> _Directive_
Rewrite the passage below on the wall advisory opinion from "There is little" up to and including "demolish the wall.", substituting "Palestinian leadership" for each occurrence of "Palestinian Authority".

> _Text passage_
::::::::::

Nonetheless, this general power is constrained by the obligation to avoid circumventing the powers given exclusively to the Security Council and denied to the General Assembly. In particular, the Security Council has exclusive powers to decide what measures are to be employed to maintain or restore international peace and security [Chapter VII, Charter of the United Nation].
The General Assembly, either on its own or in combination with the International Court of Justice, cannot decide what measures are to be employed to maintain or restore international peace and security. Any attempt to do so would be a perversion of the United Nations system. Yet, that is exactly what this advisory opinion seeks to do -- to circumvent the exclusive powers of the Security Council to decide what measures are to be employed to maintain or restore international peace and security in the Middle East.
In order to consider this issue, one has to consider what the answer might be to the question that was asked. The South West Africa advisory opinion of 1971 is a guide. In the 1971 South West Africa advisory opinion, the Court was asked "What are the legal consequences for States of the continued presence of South Africa in Namibia notwithstanding Security Council resolution 276(1970)?" In form, the question asked there and here is similar, a question of legal consequences.
The answers the Court gave there were that:
1) The continued presence of South Africa in Namibia being illegal, South Africa is under an obligation to withdraw its administration.
2) State Members of the United Nations are under an obligation to recognize this illegality and to refrain from any acts or dealing with South Africa implying recognition of the legality of, or lending support or assistance to the South African presence in Namibia.
There is little doubt that the Palestinian Authority and anti-Zionist States would like a similar answer.
One would expect the Palestinian Authority and anti-Zionist States to ask the Court to give these answers:
1) The continued existence of the wall in Occupied Palestine including East Jerusalem being illegal, Israel is under an obligation to demolish the wall.
2) State Members of the United Nations are under an obligation to recognize this illegality and to refrain from any acts or dealing with Israel implying recognition of the legality of, or lending support or assistance to the Israeli construction or maintenance of the wall.
One can see that this answer is a determination very much like what the Security Council might make under Chapter VII of the United Nations Charter. It is an answer only the Security Council can give. It would corrupt and defy the UN system for the Court to be able to say, on the request of the General Assembly alone, that States are under an obligation to do anything on matters of peace and security, without any involvement whatsoever of the Security Council.
Put another way, the question asked by the General Assembly can be answered, but only in a procedural way. The procedural legal consequence arising from the construction of the wall/fence and the General Assembly's request is that the substantive legal consequences must be decided by the Security Council. The Court could provide substantive advice on legal consequences to the Security Council, if requested to do so, but otherwise can say nothing.

::::::::::

> _Input data_

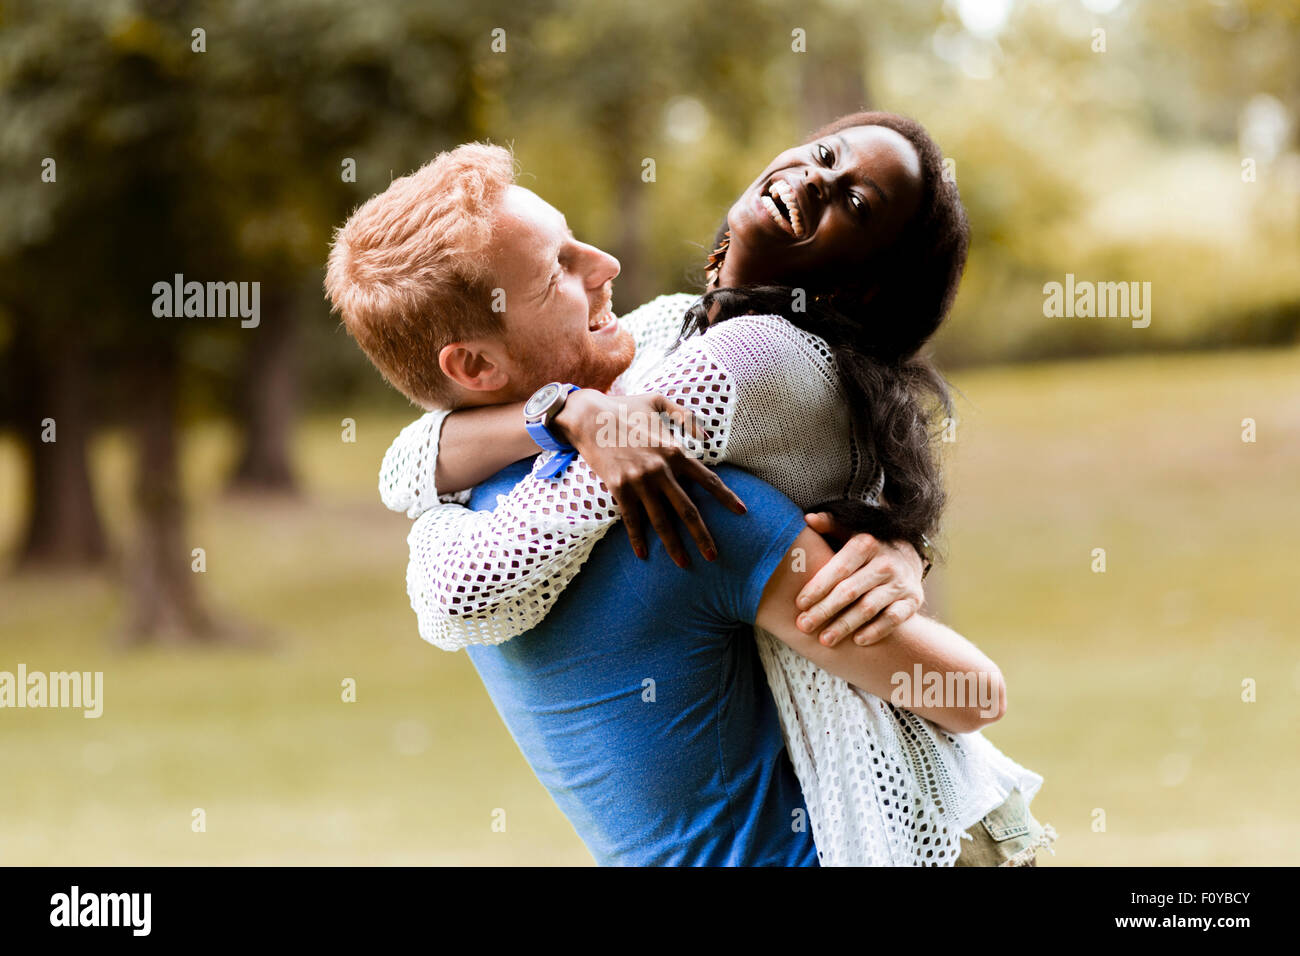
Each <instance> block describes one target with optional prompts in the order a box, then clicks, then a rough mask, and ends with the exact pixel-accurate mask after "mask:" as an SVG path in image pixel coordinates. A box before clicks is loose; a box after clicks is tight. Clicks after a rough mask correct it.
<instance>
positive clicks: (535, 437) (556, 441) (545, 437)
mask: <svg viewBox="0 0 1300 956" xmlns="http://www.w3.org/2000/svg"><path fill="white" fill-rule="evenodd" d="M524 428H526V429H528V434H529V436H530V437H532V438H533V441H536V442H537V444H538V445H541V446H542V447H543V449H546V450H547V451H568V450H569V449H572V447H573V446H572V445H567V444H564V442H563V441H560V440H559V438H556V437H555V434H554V433H552V432H551V429H549V428H547V427H546V425H545V424H543V423H541V421H526V423H525V424H524Z"/></svg>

::::::::::

> _Exercise solution_
There is little doubt that the Palestinian leadership and anti-Zionist States would like a similar answer.
One would expect the Palestinian leadership and anti-Zionist States to ask the Court to give these answers:
1) The continued existence of the wall in Occupied Palestine including East Jerusalem being illegal, Israel is under an obligation to demolish the wall.